About this task → Copy the lines below exactly, starting at the one with "Locate the blue" and ending at the one with "Locate the white painted", and leave out any picture.
*** Input ***
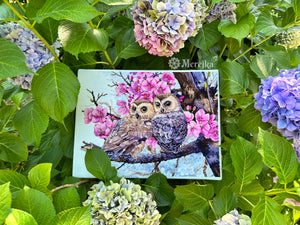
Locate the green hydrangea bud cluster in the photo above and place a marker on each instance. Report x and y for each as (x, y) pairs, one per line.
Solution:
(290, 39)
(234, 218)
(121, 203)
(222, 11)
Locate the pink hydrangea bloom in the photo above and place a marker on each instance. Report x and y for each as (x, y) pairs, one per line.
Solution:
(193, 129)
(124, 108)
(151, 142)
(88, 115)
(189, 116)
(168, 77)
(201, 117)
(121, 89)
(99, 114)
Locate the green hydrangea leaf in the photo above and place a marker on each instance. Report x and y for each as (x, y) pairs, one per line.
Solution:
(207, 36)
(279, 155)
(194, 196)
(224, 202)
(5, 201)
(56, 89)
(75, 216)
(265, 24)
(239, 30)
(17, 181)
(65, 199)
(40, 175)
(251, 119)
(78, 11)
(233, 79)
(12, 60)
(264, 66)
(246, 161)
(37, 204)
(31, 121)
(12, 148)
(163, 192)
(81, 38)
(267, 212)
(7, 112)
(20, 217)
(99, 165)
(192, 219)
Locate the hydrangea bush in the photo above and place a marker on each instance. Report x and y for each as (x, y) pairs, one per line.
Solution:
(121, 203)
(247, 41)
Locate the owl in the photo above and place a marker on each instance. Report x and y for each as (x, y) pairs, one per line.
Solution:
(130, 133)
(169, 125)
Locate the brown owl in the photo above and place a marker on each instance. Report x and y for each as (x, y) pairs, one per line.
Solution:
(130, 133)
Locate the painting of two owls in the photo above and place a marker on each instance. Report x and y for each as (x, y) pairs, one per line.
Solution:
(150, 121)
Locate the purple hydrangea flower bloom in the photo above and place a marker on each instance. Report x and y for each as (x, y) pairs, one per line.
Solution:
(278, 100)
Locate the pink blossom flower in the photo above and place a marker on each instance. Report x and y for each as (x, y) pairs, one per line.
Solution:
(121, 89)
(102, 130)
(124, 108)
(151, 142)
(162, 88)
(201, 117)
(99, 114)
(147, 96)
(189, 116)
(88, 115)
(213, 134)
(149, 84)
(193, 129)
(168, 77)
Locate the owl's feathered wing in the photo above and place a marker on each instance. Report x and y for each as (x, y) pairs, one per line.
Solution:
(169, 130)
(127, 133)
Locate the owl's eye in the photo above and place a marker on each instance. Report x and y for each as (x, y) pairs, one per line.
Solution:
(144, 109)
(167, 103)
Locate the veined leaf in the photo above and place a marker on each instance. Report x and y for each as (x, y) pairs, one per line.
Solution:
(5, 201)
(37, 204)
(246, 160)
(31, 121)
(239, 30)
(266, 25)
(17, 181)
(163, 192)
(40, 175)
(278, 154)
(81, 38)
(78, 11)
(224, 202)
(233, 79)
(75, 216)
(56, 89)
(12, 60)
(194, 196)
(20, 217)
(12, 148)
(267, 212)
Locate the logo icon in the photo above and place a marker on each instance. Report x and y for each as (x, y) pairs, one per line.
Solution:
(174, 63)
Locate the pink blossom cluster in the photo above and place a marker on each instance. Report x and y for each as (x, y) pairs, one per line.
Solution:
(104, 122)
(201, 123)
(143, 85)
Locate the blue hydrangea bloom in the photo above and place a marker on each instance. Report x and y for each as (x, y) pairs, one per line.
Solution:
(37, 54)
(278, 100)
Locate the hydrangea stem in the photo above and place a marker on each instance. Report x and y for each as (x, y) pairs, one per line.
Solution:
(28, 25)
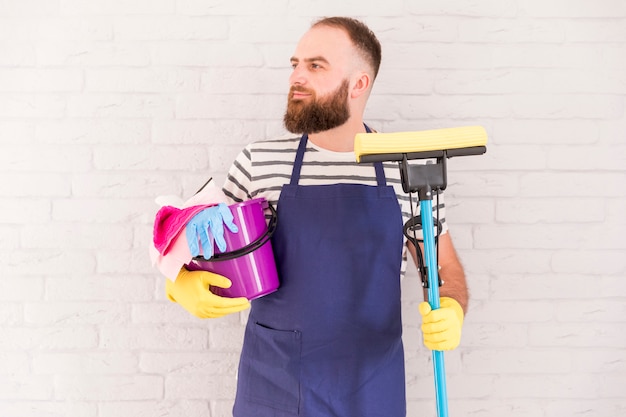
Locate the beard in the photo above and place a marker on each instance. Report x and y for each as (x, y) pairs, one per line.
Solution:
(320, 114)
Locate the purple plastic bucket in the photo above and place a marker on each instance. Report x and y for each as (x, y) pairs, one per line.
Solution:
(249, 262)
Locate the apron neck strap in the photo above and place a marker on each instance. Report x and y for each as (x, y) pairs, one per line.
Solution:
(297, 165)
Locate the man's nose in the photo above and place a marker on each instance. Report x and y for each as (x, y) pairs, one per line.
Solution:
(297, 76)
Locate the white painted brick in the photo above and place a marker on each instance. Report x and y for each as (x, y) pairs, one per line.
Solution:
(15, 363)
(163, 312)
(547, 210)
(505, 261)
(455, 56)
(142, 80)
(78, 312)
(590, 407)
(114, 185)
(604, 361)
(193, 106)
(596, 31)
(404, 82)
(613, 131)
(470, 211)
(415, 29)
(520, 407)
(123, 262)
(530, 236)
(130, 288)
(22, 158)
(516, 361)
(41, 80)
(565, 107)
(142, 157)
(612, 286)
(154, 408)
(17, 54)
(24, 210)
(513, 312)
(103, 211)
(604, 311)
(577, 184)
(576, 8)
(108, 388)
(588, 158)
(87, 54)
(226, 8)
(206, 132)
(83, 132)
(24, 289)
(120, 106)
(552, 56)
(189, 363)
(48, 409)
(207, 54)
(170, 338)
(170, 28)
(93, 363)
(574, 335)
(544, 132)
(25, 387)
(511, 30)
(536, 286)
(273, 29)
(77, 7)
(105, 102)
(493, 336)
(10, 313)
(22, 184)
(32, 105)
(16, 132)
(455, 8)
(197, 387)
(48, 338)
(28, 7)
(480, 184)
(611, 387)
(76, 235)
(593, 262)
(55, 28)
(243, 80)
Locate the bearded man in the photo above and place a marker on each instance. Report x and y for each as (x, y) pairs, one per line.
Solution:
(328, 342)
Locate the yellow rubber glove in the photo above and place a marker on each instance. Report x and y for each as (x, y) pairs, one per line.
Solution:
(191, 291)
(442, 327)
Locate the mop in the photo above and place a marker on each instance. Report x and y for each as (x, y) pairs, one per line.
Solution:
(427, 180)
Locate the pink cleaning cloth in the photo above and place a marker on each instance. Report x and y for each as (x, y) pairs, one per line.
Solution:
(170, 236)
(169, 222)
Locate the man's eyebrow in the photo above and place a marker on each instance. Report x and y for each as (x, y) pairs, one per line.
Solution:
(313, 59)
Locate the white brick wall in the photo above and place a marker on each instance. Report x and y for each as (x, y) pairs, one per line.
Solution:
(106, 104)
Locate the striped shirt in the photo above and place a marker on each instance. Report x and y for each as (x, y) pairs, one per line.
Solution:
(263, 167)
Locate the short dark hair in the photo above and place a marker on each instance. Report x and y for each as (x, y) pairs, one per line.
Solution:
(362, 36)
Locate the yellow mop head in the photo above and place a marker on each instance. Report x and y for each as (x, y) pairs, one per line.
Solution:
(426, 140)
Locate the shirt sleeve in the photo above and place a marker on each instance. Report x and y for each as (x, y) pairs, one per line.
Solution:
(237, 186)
*** End of Input ***
Expected answer →
Locate the blue hydrangea bloom in the photo above and place a marker on each instance. Report x and y for each as (x, y) pairs, one per line.
Solution:
(37, 54)
(278, 100)
Locate the hydrangea stem in the photo above and place a marker on each instance. Report x and y for each as (x, y) pairs, one per line.
Solution:
(28, 25)
Locate the beard in the photo above and place a marker on each instance. Report x and y for each as (x, y) pairs, one per line.
Solution:
(320, 114)
Locate the purple plastic bucket in the photo above and place a marker on each instance. Report x and y for each as (x, y) pairs, one per line.
Solution:
(249, 262)
Locate the apron neck strap in the photo above and place a marker on each instance. Report x and y for each as (x, y) pairs, one per line.
Solution:
(297, 165)
Locate the man's nose in the photo above and place a marker on each instance. Report x and y for each as (x, y) pairs, one per line.
Solution:
(297, 76)
Locate the white painted brick in the photo above and place a marker on each instance. Report x and y for each as (x, y) pairs, one per line.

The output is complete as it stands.